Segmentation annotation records
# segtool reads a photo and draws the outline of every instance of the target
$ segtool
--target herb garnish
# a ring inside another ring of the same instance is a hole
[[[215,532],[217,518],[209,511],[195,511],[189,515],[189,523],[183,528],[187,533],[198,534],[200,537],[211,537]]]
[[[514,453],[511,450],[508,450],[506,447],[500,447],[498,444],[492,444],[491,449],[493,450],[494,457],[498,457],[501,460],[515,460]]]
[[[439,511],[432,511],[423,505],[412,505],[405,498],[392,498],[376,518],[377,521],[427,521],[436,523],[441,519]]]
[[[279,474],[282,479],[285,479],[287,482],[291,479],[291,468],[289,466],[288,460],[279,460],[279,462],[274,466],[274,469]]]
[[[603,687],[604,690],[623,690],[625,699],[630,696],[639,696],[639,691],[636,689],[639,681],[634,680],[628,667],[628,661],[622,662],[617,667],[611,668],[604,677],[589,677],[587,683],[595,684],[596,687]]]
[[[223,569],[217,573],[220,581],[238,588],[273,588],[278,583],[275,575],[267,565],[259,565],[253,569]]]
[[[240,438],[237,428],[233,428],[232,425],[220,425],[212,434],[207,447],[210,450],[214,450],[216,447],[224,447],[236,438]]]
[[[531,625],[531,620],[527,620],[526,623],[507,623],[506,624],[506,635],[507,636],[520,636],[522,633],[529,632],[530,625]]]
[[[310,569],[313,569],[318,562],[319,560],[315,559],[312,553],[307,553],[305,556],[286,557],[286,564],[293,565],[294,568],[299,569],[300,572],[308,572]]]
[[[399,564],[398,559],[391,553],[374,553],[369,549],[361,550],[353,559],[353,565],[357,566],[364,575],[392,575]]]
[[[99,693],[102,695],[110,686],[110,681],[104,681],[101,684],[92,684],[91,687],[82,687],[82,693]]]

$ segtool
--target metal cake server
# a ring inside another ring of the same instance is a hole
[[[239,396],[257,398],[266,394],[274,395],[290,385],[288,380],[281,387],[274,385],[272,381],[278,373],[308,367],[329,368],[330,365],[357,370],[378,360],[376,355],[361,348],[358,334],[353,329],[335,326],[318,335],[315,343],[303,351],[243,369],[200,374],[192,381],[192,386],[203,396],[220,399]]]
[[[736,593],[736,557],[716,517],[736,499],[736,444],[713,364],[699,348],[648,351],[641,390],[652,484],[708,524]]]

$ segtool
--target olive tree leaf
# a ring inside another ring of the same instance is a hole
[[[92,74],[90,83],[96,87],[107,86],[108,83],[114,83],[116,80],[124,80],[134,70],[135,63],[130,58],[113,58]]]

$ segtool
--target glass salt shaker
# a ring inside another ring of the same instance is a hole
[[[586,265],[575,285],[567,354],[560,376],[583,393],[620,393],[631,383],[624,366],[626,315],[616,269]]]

What the task asks
How many lines of the data contain the string "target"? Case counts. Reply with the number only.

Solution to this exercise
5